-------- Page

Eva & Adele are an artistic couple who claim to have "landed their time machines" in Berlin after the Wall fell in 1989, claiming to be "hermaphrodite twins from the future". Both refuse to tell their real name or age. They are famous mainly for sharing an invented gender, which is neither male nor female. 

They are also known for their performance art, they have been represented by an art gallery since 1997, as they make paintings, video art, photography and costume design. They also have their own perfume line and a watch with Swatch.

Eva & Adele are known to  dress identically to each other in matching makeup, bald heads and ladylike outfits. They are known for promoting trans visibility and take selfies with many fans as part of their art project entitled "Wherever we are is museum." 

They have been recognized as the world's longest running performance art duo and are often photographed as fashion icons at art events, like Art Basel Miami Beach and the Venice Biennale.

----------------

Your tasks:
• 1. Rewrite the part of the Eva & Adele text between "Eva & Adele are an" and "watch with Swatch.", inclusive, putting "fragrance line" in place of "perfume line".
• 2. Decide whether each statement agrees with the Eva & Adele text. Answer yes or no, and quote the words from the text that decide it.
(a) An art gallery has represented Eva & Adele since 1997.
(b) Eva & Adele have disclosed their real names.
(c) Eva & Adele dress differently from each other.
• 3. Answer these questions from the Eva & Adele text:
(a) In what year did the Wall fall?
(b) What is the title of the art project in which they take selfies with fans?
(c) At which two art events are they often photographed?

-------- Stored rows

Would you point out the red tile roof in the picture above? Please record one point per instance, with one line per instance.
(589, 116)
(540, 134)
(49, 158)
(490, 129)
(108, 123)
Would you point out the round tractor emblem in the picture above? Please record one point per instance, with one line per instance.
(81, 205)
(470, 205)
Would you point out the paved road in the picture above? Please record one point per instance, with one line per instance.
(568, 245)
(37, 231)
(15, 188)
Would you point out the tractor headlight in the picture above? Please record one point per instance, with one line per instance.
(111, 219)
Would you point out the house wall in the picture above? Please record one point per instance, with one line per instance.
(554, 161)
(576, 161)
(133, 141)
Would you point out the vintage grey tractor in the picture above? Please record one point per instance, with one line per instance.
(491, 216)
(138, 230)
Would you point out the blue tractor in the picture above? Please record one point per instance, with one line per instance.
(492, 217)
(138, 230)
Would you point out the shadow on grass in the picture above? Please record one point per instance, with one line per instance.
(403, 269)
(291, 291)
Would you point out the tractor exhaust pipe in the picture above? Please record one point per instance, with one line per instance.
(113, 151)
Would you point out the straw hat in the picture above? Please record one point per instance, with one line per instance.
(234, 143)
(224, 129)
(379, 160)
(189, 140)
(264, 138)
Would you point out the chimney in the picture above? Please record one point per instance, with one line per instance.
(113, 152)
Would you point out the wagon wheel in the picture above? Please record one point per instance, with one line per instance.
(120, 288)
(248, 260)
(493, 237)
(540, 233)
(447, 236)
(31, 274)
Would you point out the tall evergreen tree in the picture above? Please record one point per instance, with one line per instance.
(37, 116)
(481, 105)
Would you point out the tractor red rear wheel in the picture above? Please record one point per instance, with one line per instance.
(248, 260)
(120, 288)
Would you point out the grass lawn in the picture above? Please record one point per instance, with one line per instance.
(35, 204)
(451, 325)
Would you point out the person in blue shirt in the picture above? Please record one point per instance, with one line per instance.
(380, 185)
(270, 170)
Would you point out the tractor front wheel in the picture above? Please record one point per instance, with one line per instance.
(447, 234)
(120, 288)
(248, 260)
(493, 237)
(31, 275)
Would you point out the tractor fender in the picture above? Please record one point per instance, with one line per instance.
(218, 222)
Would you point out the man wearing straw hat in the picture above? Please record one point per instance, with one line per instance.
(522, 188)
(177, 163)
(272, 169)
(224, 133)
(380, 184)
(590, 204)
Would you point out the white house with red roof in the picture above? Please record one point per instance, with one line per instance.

----------------

Answers:
• 1.
Eva & Adele are an artistic couple who claim to have "landed their time machines" in Berlin after the Wall fell in 1989, claiming to be "hermaphrodite twins from the future". Both refuse to tell their real name or age. They are famous mainly for sharing an invented gender, which is neither male nor female. 

They are also known for their performance art, they have been represented by an art gallery since 1997, as they make paintings, video art, photography and costume design. They also have their own fragrance line and a watch with Swatch.

• 2.
(a) Yes: "they have been represented by an art gallery since 1997"
(b) No: "Both refuse to tell their real name or age."
(c) No: "dress identically to each other"

• 3.
(a) 1989
(b) "Wherever we are is museum."
(c) Art Basel Miami Beach and the Venice Biennale